Datos del ejercicio
--*--

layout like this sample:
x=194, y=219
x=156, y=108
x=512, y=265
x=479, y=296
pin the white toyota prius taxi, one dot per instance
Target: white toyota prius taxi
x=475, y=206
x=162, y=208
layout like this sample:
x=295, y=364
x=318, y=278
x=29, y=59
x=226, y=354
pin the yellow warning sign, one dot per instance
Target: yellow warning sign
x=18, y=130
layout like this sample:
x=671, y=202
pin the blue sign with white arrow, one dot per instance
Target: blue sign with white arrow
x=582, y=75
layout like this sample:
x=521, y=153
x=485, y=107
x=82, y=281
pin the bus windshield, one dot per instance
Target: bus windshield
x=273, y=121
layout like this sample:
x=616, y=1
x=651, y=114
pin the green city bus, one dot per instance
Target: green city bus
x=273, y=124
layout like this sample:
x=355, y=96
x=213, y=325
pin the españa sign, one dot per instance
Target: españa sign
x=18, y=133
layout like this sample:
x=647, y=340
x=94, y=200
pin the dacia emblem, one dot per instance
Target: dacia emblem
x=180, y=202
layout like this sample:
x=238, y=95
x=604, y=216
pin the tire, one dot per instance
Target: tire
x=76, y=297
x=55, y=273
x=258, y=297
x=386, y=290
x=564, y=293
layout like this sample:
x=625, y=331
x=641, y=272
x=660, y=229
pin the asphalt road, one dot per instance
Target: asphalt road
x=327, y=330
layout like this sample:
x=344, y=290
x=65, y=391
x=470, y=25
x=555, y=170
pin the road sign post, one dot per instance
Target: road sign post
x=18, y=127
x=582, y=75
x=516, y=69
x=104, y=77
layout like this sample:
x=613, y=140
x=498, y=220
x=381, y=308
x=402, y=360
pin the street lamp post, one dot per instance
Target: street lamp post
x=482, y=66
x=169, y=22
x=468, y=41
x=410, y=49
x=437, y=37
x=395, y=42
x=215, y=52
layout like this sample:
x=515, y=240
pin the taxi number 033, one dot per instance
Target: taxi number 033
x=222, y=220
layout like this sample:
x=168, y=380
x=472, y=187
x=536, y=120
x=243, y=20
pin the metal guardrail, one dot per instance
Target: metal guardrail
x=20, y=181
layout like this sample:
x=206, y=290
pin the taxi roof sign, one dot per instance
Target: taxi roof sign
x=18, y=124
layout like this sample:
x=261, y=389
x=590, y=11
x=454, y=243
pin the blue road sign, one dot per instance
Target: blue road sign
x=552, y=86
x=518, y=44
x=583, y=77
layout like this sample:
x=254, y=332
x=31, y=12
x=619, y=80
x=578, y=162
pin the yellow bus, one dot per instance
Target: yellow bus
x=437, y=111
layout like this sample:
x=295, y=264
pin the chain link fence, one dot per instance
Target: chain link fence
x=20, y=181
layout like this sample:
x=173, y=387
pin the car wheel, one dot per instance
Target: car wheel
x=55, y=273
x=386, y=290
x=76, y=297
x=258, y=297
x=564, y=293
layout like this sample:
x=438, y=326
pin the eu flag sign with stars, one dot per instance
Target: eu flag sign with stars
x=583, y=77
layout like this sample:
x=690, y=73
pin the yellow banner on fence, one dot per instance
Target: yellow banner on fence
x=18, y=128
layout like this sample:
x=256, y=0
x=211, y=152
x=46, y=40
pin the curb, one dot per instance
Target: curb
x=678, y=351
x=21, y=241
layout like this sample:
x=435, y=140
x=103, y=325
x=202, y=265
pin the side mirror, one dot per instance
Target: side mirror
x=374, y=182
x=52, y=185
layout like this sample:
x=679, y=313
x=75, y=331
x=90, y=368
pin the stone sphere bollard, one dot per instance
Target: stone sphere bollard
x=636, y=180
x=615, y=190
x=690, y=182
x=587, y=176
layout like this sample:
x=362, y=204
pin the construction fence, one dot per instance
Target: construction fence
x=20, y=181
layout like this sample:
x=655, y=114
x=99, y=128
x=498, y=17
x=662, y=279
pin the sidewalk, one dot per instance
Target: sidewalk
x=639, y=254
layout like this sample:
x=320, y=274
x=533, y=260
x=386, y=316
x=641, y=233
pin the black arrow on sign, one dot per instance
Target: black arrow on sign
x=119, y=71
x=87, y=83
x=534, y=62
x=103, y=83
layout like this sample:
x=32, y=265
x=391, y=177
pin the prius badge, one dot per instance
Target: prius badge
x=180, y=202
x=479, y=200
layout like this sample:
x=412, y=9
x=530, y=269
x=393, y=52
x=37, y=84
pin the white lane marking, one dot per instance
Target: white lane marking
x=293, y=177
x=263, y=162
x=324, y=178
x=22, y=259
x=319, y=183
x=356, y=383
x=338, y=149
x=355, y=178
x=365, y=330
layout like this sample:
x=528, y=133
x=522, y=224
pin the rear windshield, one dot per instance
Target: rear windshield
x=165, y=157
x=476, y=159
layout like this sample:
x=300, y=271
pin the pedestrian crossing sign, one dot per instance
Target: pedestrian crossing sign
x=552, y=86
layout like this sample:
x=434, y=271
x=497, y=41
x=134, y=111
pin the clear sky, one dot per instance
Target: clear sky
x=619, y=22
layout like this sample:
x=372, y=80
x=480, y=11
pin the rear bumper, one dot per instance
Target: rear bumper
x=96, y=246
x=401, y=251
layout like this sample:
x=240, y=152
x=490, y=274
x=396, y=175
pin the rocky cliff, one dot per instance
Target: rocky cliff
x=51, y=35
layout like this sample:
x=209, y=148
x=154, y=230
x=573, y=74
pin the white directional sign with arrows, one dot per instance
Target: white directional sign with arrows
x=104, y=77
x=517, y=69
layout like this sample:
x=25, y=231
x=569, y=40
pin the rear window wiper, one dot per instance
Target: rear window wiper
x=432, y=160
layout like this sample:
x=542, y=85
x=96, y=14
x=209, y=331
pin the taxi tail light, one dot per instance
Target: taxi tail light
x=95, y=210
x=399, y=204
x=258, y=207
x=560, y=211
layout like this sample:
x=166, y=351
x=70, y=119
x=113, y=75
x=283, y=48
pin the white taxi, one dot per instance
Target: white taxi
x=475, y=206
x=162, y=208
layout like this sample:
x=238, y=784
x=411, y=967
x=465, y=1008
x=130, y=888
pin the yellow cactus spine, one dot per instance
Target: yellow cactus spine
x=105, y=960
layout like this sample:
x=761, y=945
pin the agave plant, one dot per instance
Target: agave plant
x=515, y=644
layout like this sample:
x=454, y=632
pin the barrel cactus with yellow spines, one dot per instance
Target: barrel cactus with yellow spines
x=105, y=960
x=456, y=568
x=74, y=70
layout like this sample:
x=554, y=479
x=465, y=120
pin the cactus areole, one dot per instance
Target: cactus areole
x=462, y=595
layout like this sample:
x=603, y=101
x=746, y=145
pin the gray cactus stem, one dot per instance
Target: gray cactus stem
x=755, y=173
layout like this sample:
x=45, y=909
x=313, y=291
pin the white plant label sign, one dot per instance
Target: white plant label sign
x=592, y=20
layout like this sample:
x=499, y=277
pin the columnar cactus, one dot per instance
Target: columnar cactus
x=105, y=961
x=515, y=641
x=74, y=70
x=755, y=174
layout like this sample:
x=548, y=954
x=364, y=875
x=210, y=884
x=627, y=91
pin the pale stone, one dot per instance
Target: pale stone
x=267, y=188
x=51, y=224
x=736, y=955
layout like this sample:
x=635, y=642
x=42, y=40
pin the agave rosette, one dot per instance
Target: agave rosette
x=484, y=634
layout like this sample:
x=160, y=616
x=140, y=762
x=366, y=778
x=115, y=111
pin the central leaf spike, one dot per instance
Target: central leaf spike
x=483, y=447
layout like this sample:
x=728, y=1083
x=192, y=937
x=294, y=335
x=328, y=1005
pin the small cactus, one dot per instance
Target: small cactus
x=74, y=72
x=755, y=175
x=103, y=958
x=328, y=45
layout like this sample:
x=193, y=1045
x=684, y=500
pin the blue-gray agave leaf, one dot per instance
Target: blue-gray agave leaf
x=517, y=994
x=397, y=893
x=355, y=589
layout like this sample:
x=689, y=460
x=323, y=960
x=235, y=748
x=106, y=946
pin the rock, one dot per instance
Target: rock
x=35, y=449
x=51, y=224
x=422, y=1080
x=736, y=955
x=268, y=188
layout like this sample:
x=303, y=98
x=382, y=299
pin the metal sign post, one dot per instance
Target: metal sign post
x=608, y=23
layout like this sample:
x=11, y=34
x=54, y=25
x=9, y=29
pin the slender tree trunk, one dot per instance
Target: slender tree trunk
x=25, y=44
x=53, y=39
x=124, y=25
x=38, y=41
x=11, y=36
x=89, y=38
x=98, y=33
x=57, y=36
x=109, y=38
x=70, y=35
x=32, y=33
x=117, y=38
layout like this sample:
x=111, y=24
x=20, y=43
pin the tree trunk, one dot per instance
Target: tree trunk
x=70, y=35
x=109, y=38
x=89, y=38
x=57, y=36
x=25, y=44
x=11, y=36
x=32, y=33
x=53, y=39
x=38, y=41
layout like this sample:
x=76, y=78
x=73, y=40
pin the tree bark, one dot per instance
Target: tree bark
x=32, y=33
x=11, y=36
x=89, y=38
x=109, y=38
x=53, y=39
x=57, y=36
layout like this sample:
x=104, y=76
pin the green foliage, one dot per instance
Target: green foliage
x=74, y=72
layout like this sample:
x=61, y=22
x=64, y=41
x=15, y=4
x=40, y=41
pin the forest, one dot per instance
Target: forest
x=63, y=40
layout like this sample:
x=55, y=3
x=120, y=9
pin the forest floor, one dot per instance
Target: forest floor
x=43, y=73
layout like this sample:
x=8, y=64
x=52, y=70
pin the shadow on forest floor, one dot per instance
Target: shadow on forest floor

--*--

Instrucción escrita
Reúna todas las líneas de los registros en las que aparezca la palabra "tail" y cópielas una por una.

La solución
pin the taxi tail light, one dot per instance
Target: taxi tail light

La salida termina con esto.